▶ **WORK TASK**:
Omitting all images, give the entries that follow again exactly as they read.

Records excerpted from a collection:
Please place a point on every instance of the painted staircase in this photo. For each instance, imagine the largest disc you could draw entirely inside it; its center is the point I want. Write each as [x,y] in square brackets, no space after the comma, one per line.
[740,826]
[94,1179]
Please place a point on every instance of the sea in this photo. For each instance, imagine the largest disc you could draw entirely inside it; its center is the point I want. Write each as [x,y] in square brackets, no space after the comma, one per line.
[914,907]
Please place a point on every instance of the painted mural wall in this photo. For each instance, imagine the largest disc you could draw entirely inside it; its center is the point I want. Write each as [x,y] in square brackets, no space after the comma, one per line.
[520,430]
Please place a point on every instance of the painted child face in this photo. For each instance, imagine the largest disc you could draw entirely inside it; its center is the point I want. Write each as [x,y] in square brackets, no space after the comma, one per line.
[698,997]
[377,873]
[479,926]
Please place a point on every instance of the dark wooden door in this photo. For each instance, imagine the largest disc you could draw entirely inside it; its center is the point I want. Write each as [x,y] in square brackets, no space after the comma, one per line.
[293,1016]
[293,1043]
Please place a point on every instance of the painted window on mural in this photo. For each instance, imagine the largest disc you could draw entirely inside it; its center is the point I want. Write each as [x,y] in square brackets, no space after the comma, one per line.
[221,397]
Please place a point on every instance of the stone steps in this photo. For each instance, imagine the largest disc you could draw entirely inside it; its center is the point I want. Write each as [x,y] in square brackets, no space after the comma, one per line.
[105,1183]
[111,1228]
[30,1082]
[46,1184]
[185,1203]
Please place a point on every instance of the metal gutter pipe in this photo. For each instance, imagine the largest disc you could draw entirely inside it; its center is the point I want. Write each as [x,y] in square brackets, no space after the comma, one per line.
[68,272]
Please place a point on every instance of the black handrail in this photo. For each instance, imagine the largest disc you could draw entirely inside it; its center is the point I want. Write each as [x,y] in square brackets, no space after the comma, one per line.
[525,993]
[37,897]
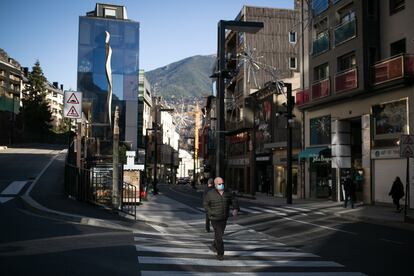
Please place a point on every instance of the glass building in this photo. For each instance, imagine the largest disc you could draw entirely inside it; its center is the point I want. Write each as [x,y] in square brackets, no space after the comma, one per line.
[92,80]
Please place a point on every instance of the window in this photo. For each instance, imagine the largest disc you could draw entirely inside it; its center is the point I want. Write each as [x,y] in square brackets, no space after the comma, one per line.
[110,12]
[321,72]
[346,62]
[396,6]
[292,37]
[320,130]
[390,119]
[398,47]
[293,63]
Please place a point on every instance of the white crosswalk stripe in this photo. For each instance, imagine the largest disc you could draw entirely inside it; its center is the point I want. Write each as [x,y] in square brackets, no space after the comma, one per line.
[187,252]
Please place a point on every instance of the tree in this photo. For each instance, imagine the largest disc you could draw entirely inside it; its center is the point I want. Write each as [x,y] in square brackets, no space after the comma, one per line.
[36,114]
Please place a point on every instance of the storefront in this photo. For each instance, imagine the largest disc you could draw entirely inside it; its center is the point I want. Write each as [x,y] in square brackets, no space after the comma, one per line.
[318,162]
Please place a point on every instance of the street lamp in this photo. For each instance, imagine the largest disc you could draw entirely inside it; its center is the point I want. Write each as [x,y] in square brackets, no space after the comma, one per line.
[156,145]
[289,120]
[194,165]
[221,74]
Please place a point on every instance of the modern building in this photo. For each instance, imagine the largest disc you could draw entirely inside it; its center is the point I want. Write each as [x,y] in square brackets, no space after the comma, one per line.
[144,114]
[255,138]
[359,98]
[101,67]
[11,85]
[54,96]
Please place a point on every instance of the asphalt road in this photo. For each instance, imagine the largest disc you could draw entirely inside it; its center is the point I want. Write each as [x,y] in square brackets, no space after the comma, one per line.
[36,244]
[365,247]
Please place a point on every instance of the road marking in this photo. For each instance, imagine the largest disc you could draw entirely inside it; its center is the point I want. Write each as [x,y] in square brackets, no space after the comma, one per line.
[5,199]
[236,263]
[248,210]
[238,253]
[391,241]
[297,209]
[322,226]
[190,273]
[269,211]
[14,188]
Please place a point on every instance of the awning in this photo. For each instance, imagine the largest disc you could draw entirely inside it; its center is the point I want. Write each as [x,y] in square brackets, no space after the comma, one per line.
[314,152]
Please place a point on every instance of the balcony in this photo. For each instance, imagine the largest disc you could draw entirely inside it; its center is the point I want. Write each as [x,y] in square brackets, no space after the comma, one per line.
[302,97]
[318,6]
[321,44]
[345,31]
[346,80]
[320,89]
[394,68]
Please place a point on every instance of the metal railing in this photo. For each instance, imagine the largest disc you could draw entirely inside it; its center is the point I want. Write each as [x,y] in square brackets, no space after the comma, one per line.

▶ **RESPONSE**:
Please place a point on every instance of the painted staircase in this photo. For each instance, imagine the largest disc you could draw entirely inside it; its center is the point I want. Write each as [x,y] in square brackets, no space after the comma, one per line.
[740,826]
[94,1179]
Please place a point on every instance of the sea in this photo. For each instance, imagine the largest disc you could draw entirely inside it; its center is the point I want. Write each as [x,y] in square brackets, no space after the comma, one per line.
[914,907]
Please place a point on every instance of the painted mural wall in this photo. For each instance, imagine the largest disc you could draw entirely inside it; its center is the point I want. Write each as [x,y] in square brackets, no space after the comma, one per line.
[520,430]
Please place a point on every instance of the painted child face in this photo. For each instance, imagine the largest disc you could draw entirely inside it; its center is the point I want. Write each as [x,y] in square brackets, no space after the comma, one per line.
[698,997]
[377,873]
[479,926]
Please place a point on every instance of the dark wooden door in this photo. For each instance, imagine the largest disc you could draw entirely inside it; its center is the point I want. Write each as [x,y] in square brackets, no space after the comma, one per line.
[293,1016]
[293,1043]
Please place a point on every instance of the painted window on mural in this photo. For each instance, imagine the largest disc you could draw entirely inside it; its center is the point I want. Write each as [x,y] in square brackets, no space after the comma, one per line.
[221,397]
Please place a point on every instance of the stone steps in this photo. For each instance, imagine the largest disc you could draw entirely inside it; its center is the point I want. Write each as [x,y] in square brackets, no space after the comma, one per line.
[105,1183]
[111,1228]
[30,1082]
[46,1184]
[185,1203]
Please place a point on every instance of the metal gutter pipe in this photo. For each instance, imagine the largest disc you could draw entirely inside it; its center is the point I want. Write each as [x,y] in square brackets, no space after the comma, one per line.
[68,272]
Please place a point on every instance of the black handrail in this photo. For each instance, imagine the largest disc you could draw entirely inside it; its center is the point I want. Write each as [x,y] in square brackets, no space after the comma, one per line.
[525,993]
[37,897]
Please place a point on every instance of the glass building in this photo. For each instance, imagine the largest disc you could draw entirely inside it; its center is the point I want. Write each as [x,y] in square brackets, no space after the comma, one per line.
[92,80]
Please place a point on every instance of the window in this photo. For each instance, imagine the largest disc you could draw entirely inside it; its center is the point I want. Write each as [x,y] in square brackets, no space after the comma, one per line.
[110,12]
[321,72]
[346,62]
[396,6]
[292,37]
[320,130]
[390,119]
[398,47]
[293,63]
Please place a point on every instance of the white crosswalk stripe in this photo. For each instance, imagine the largest disc you could draw entirely inside it; its center is the point I want. Write each as [x,y] in square brackets, no space after the comma, one per line.
[187,252]
Please place a point on every instance of the tree in this photo. For each instance, imagine the largest disc you could draw entirely inside it; its center is the point I want. Write each as [x,y] in square brackets, no space after the comma, one per line.
[36,114]
Please place a point on every instance of the storefront in this photo. For each instance, imagine the largest disc you could draw entirely inside it; its center is the point I want. Write each as [x,y] in square brackets, no space after the comma, one per line.
[318,162]
Please place a point on every instance of the street lamp in this photo. For each instance, imagine the largest disc you could draw entirely inside it; its center is the point I want. Write each as [x,y] in square brackets, no space after the comma, one per line.
[156,145]
[289,120]
[194,165]
[221,74]
Please place a point on every instance of the modern building in this photo. For each instance, imagine the largest disc you could draw entirely inside it; its center is the point I want. Write each as [x,y] in square brackets, no space after the comma, one per line.
[144,114]
[255,138]
[359,98]
[101,67]
[11,85]
[54,96]
Please place a point on every instance of the asphalt road in this photo. For each instance, imagine the largest disc you could draw entirely inside it; its center is the point I want. Write each as [x,y] in square brackets, no space after the comma, one per line.
[36,244]
[365,247]
Please place a point on every instance of the road marking in this photo. For each instance, imagine the largest disc you could draw entirely inside it; its center is the point I want. Write each as [x,y] in square brackets, no space after the comma, one per line.
[5,199]
[236,263]
[248,210]
[238,253]
[391,241]
[297,209]
[322,226]
[190,273]
[269,211]
[14,188]
Please place a point on every instance of the awning in this photo. For each instance, imagine the largest disc you could draw entirely inside it; its center is the point I want. Write each as [x,y] in square brackets, no space after the comma, one per line.
[314,152]
Please place a point on every instance of the balcony in this photo. For each instance, imagine the largest disc you could draw entirely inside it; its center is the point I want. Write each as [x,y] in square brackets, no space after the comma, one per line.
[302,97]
[318,6]
[321,44]
[345,31]
[346,80]
[320,89]
[394,68]
Please place a point on every instance of the metal railing in this photo. For each instance, imagine the largest disc you could draw entirely inside it; its center is the point I want. Write each as [x,y] in square brackets, no space after the comma, one per line.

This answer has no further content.